Tests must be performed in a facility isolated from general laboratory disturbances, either a separate room or a section walled or curtained off. Dust and fumes should be minimized.  Control of test temperature (15 ± 1°C) may be achieved by thermostatically controlled air conditioning or by immersing test vessels in regulated water baths.

Test vessels and all other equipment that may contact the test solutions or control/dilution water must not contain leachable substances, nor should they sorb toxicants from the test solution. Test vessels must be glass or Plexiglas™, acrylic, polypropylene, polyethylene, or have high quality (nontoxic) polyethylene liners. If liners are used, they must be discarded at the end of the test. It is recommended that test vessels be covered if necessary to prevent fish from escaping (EC, 1990a). All containers used for a test must be identical, and the minimum water depth must be 15 cm.  Equipment must be thoroughly cleaned and rinsed in accordance with good laboratory procedures.

Source records
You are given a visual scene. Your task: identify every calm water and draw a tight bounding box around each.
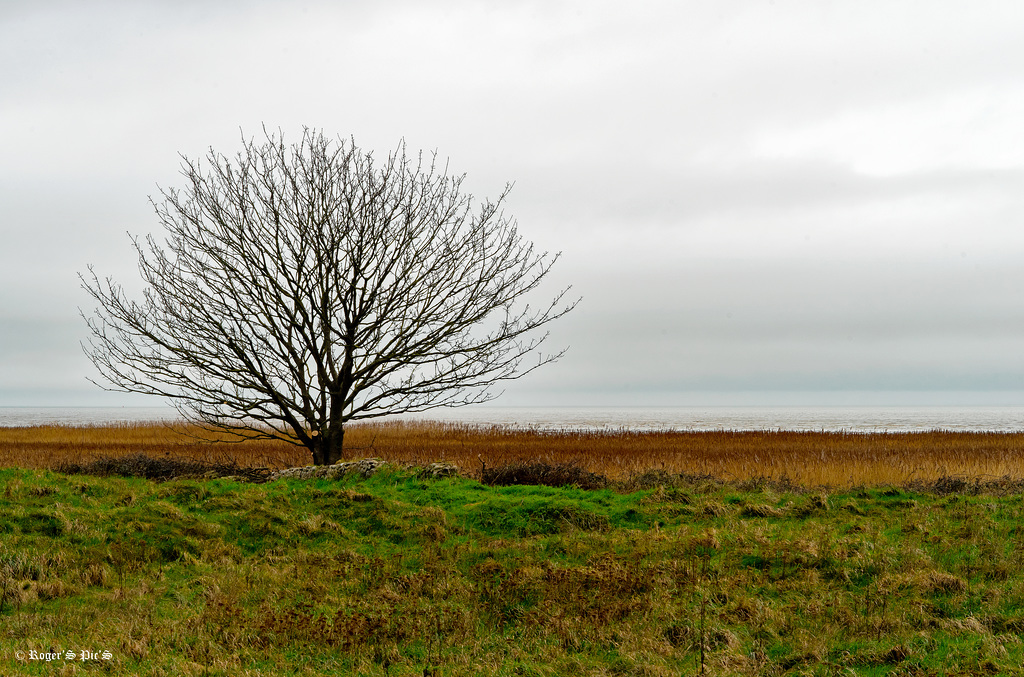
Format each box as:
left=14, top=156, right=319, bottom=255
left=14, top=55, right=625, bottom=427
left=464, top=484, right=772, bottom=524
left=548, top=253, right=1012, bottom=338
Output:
left=0, top=407, right=1024, bottom=432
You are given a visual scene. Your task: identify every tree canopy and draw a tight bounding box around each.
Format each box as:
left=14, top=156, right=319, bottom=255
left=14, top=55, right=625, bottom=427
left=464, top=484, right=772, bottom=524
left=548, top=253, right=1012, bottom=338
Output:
left=81, top=129, right=575, bottom=464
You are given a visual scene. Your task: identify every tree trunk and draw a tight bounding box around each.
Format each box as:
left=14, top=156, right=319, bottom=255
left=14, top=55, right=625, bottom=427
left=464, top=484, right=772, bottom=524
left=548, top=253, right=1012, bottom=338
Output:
left=312, top=424, right=345, bottom=465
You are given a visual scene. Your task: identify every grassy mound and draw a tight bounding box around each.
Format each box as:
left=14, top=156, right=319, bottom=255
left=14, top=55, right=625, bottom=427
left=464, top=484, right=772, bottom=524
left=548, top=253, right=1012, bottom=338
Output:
left=0, top=467, right=1024, bottom=676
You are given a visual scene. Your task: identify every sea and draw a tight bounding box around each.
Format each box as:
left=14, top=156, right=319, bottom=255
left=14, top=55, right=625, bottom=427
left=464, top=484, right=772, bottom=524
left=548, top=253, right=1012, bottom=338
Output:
left=0, top=406, right=1024, bottom=433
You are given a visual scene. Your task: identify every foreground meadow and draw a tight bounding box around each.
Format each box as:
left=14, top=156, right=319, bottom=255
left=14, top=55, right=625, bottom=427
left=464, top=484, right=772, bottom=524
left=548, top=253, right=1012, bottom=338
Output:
left=0, top=425, right=1024, bottom=676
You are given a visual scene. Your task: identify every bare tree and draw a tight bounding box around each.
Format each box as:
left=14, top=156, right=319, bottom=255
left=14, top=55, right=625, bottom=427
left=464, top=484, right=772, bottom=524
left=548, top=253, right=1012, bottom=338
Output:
left=80, top=129, right=575, bottom=465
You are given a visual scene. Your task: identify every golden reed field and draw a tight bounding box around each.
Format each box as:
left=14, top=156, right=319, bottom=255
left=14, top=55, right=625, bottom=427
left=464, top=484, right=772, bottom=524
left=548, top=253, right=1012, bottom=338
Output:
left=6, top=422, right=1024, bottom=488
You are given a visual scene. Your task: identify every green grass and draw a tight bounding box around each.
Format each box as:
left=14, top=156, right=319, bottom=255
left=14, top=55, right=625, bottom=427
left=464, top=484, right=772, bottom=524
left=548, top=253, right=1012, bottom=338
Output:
left=0, top=469, right=1024, bottom=676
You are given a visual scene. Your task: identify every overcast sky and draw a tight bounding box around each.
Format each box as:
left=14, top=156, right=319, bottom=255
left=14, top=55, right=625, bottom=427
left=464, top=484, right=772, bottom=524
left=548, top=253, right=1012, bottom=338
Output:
left=0, top=0, right=1024, bottom=406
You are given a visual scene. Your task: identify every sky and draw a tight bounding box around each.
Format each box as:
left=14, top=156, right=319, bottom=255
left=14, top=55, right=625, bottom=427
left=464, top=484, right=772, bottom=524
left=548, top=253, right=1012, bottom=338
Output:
left=0, top=0, right=1024, bottom=407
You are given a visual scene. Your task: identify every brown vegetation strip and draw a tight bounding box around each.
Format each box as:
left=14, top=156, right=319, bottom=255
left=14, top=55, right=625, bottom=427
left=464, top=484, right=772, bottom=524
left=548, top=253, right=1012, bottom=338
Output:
left=0, top=422, right=1024, bottom=488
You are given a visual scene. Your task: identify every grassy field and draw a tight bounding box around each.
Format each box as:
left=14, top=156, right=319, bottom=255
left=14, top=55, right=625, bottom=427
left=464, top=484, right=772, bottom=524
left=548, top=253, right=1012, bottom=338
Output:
left=0, top=426, right=1024, bottom=676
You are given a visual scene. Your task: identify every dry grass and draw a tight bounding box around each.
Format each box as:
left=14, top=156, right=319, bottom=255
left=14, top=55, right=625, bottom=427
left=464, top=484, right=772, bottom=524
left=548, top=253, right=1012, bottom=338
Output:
left=0, top=422, right=1024, bottom=488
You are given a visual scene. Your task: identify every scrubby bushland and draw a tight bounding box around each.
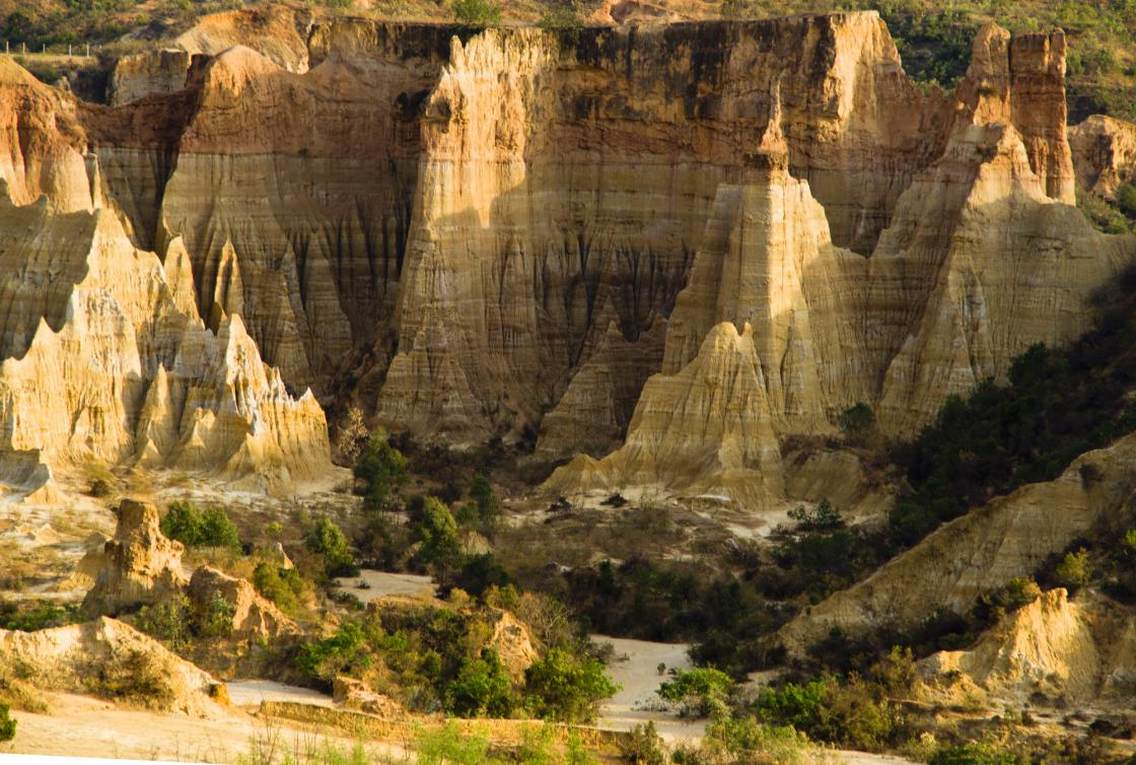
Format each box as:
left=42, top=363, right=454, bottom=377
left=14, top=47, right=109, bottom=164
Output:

**Complete the following:**
1. From the test setup text, list every material or option it allows for test vessels.
2. Write the next part of the test setup text, starting after its last sentence.

**Answers to the tasks:**
1.
- Glass
- Plexiglas™
- Acrylic
- Polypropylene
- Polyethylene
- High quality (nontoxic) polyethylene liners

2.
The control/dilution water should be the type described in Section 2.3, and it should preferably be identical to that used for holding and/or acclimating the fish.

Section 4: General Procedure for Determining Acute Lethality of Effluent

4.1 Sample Labelling, Transport, and Storage

Sample-volume requirements depend on fish size and numbers per test solution, loading-density requirements, test concentrations, and the use of replicates. For single-concentration tests, sample volumes of 25 to 50 L or more are normally required. For tests to determine an LC50, sample volumes of 50 to 100 L or more are normally required.

Containers for storage and transportation of samples must be made of nontoxic material (e.g., polyethylene or polypropylene carboys or pails). The containers must be new or thoroughly cleaned and dried, and should be rinsed with clean water, then with the sample to be collected. They should be filled with sample to exclude air and then sealed (e.g., using a snap-on lid if the sample container is a pail). Labelling must include at least sample type, source, date and time of collection, and name of sampler(s).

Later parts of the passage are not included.